_Texto para leitura:_
Resoluções da ANATEL e as decisões Judiciais: insegurança jurídica generalizada

1. Noções preliminares sobre as funções da Anatel

Antes de qualquer notória crítica sobre a incerteza frente aos conflitos de normas no sistema legal brasileiro, especialmente, quanto à matéria dos serviços de telecomunicações, é necessário um breve comentário sobre os atos administrativos e a necessidade de controle pelo Poder Judiciário, principalmente quanto sua legalidade.

É clara a evolução da tecnologia, concomitantemente, a evolução do próprio conceito de eficiência na prestação dos serviços ao longo dos anos, tanto que, o legislador entendeu necessário incluir expressamente o princípio da eficiência no rol de princípios constitucionais administrativos, nos termos do Art. 37 da Carta Magna.

O chamado “novo modelo” (já ultrapassado) da Administração Pública consiste no maior afastamento do controle do Poder Público frente aos serviços públicos não essenciais e a adoção do sistema regulatório, sem subordinação ao poder econômico do capital privado, reduzindo substancialmente os procedimentos burocráticos estatais.

À primeira vista, deveria haver mais vantagens frente à modernidade das agências reguladoras, como a ANATEL, porém, surgem críticas cada vez mais intensas a este tipo de instituição.

Afinal, qual a função das Agências Reguladoras?

Em linhas gerais, os doutrinadores e a própria lei definem como funções primordiais das Agências Reguladoras as seguintes: (i) fiscalizar a atuação das empresas concorrentes, (ii) dirimir as controvérsias e conflitos que surgirem entre as agências, o governo e os usuários, (iii) traçar a política de tarifação, coibindo as práticas prejudiciais à concorrência, concentrando a atuação em três frentes: regulamentadora, fiscalizadora e sancionadora, nos termos do artigo 19 da Lei nº 9.472/97.

_Tarefa solicitada:_
Prossiga o texto sobre as resoluções da ANATEL e as decisões judiciais a partir da última frase apresentada. Os registros provêm de uma fonte diferente da do texto.

_Material fornecido:_
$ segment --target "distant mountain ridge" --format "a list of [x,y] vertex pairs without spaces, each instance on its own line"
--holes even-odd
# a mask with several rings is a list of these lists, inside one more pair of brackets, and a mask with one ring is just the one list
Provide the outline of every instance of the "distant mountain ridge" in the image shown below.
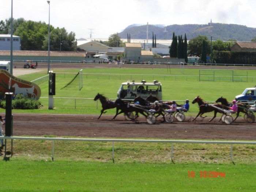
[[[118,33],[121,38],[127,39],[127,33],[135,39],[146,39],[147,25],[133,24],[126,27]],[[199,35],[205,35],[209,39],[212,37],[214,41],[233,39],[238,41],[251,41],[256,37],[256,28],[248,27],[236,24],[226,24],[209,23],[206,25],[173,25],[165,26],[163,25],[148,25],[148,39],[152,38],[152,33],[157,39],[172,39],[173,33],[176,35],[182,35],[183,38],[186,33],[187,39],[189,40]]]

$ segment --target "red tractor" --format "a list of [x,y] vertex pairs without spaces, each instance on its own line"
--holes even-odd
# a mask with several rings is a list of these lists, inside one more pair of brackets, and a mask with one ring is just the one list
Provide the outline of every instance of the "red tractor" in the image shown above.
[[24,66],[23,66],[23,68],[25,68],[26,69],[28,69],[29,68],[31,68],[31,69],[36,69],[37,67],[37,61],[36,64],[34,65],[32,64],[32,61],[30,60],[27,60],[26,61],[26,63],[24,64]]

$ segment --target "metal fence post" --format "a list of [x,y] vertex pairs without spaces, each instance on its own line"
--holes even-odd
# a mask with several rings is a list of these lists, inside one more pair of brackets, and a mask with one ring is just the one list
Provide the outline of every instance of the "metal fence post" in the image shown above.
[[114,163],[115,161],[114,159],[114,142],[112,143],[112,160],[113,161],[113,163]]
[[54,158],[54,141],[52,141],[52,160],[53,161]]

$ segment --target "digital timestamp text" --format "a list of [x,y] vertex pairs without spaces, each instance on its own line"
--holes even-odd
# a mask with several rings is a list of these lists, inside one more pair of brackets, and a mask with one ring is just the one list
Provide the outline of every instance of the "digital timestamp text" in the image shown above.
[[[195,171],[188,171],[188,177],[194,178],[197,177]],[[215,171],[200,171],[199,174],[200,177],[204,178],[215,178],[215,177],[225,177],[225,172],[218,172]]]

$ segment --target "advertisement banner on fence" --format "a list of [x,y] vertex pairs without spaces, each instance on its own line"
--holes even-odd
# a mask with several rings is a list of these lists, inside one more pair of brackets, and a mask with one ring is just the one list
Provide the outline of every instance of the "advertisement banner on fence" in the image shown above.
[[38,99],[41,96],[41,90],[38,85],[16,77],[4,69],[0,69],[0,79],[1,98],[4,97],[6,92],[13,93],[15,95],[22,94],[36,99]]

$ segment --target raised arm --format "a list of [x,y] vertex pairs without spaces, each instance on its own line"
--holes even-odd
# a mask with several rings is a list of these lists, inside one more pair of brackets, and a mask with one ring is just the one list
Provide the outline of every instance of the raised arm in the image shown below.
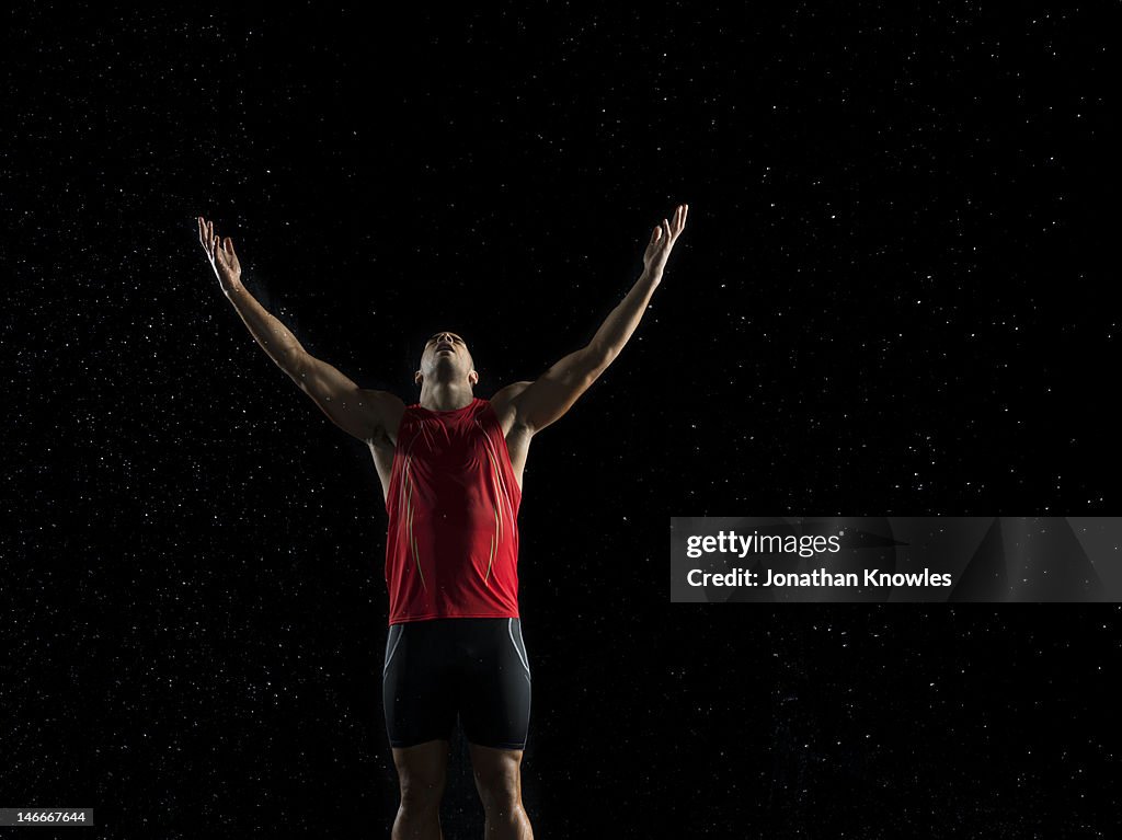
[[395,410],[398,415],[404,410],[402,400],[388,391],[359,388],[349,377],[304,350],[296,336],[241,284],[241,265],[233,251],[233,240],[215,236],[214,223],[202,216],[199,218],[199,240],[223,294],[277,367],[348,434],[366,442],[383,435]]
[[672,221],[663,219],[662,224],[654,227],[643,255],[643,274],[588,345],[569,353],[512,398],[518,423],[531,433],[562,417],[619,356],[646,312],[654,289],[662,283],[666,259],[686,228],[689,204],[680,204]]

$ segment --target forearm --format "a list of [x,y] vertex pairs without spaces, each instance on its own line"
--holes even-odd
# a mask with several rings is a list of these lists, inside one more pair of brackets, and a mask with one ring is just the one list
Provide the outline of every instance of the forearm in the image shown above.
[[589,348],[605,361],[611,361],[631,339],[646,312],[654,289],[662,281],[661,274],[643,271],[627,296],[604,320],[589,342]]
[[226,292],[226,296],[261,349],[282,370],[292,372],[306,352],[296,336],[269,314],[240,283]]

_Resposta esperada:_
Dentre as funções desempenhadas pelas Agências, em específico, a ANATEL, a função regulamentadora é a mais debatida entre os juristas.

Para a grande estudiosa Maria Sylvia Zanella di Pietro, o vocábulo regular significa:

"estabelecer regras, independentemente de quem as dite, seja o Legislativo ou o Executivo, ainda que por meio de órgãos da Administração direta ou entidades da Administração indireta. Trata-se de vocábulo de sentido amplo, que abrange, inclusive, a regulamentação, que tem um sentido mais estrito".

"regulamentar significa também ditar regras jurídicas, porém, no direito brasileiro, como competência exclusiva do Chefe do Poder Executivo (artigo 84, IV), não sendo incluído, o parágrafo único do mesmo dispositivo, entre as competências delegáveis" (134)


Neste aspecto, um dos conflitos mais acirrados é o conflito entre as resoluções da ANATEL definidas por diretrizes políticas, considerando na maioria das vezes apenas aspectos técnicos sem se atentar para a viabilidade econômica e muito menos para os aspectos jurídicos, como: coisa julgada, direito adquirido, segurança jurídica dos contratos, dentre outros.

Assim, o Poder Judiciário é visto como última opção para tentar remediar algumas resoluções esdrúxulas da ANATEL em prol da defesa dos interesses e direitos individuais e coletivos, já que, não se pode excluir da apreciação do Poder Judiciário lesão ou ameaça de lesão a direito, conforme expresso no inciso XXXV da CF/88.

Neste aspecto, um dos conflitos mais acirrados é o conflito entre as resoluções da ANATEL definidas por diretrizes políticas, considerando na maioria das vezes apenas aspectos técnicos sem se atentar para a viabilidade econômica e muito menos para os aspectos jurídicos, como: coisa julgada, direito adquirido, segurança jurídica dos contratos, dentre outros.


Ocorre que, embora prevista a autonomia da ANATEL para regular as decisões na sua esfera administrativa, coexiste a previsão legal (necessária) da atuação do Poder Judiciário a fim de limitar o poder das decisões emanadas de órgãos da Administração Pública, inclusive os que têm força jurisdicional. Isso, porque, os atos administrativos discricionários, ou seja, aqueles decididos conforme a "conveniência" e "oportunidade" são passíveis de revogação pelo próprio agente público e não deveriam ser apreciados pelo Poder Judiciário.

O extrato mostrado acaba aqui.